━━━━━ Trecho do documento
Se vira! O mundo é seu

Hoje, entendo o que a minha mãe quis me dar de presente: sacar desde cedo que dá para dar rolê sozinha

por Autumn Sonnichsen em

Eu tinha 7 anos quando fiz a minha primeira viagem sozinha de avião. Fui de Los Angeles, onde cresci, para Hong Kong. Minha mãe resolveu que isso seria uma ótima tradição para a formação de uma criança. Então, no dia em que completei 7 anos, fui colocada em um avião com meu passaporte pendurado no pescoço. Quinze horas depois, cheguei em Hong Kong, do outro lado do oceano, onde meu tio Larry me esperava. O mesmo processo aconteceu com a minha irmã: completou 7 anos, foi para Hong Kong sozinha e passou uma semana com esse tio.
━━━━━━━━━━
No trecho sobre a primeira viagem de avião a Hong Kong, quanto tempo durou o voo a partir de Los Angeles? Os dados que vêm a seguir não são necessários.
━━━━━ Extrato de dados
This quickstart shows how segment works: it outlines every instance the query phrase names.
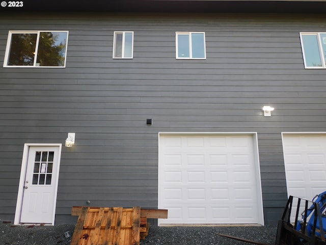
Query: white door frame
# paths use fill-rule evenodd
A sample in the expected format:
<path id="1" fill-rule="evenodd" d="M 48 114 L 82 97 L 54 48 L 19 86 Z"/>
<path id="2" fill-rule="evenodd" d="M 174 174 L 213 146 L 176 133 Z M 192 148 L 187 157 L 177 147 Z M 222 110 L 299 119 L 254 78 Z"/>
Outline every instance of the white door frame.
━━━━━━━━━━
Resposta redigida: Quinze horas.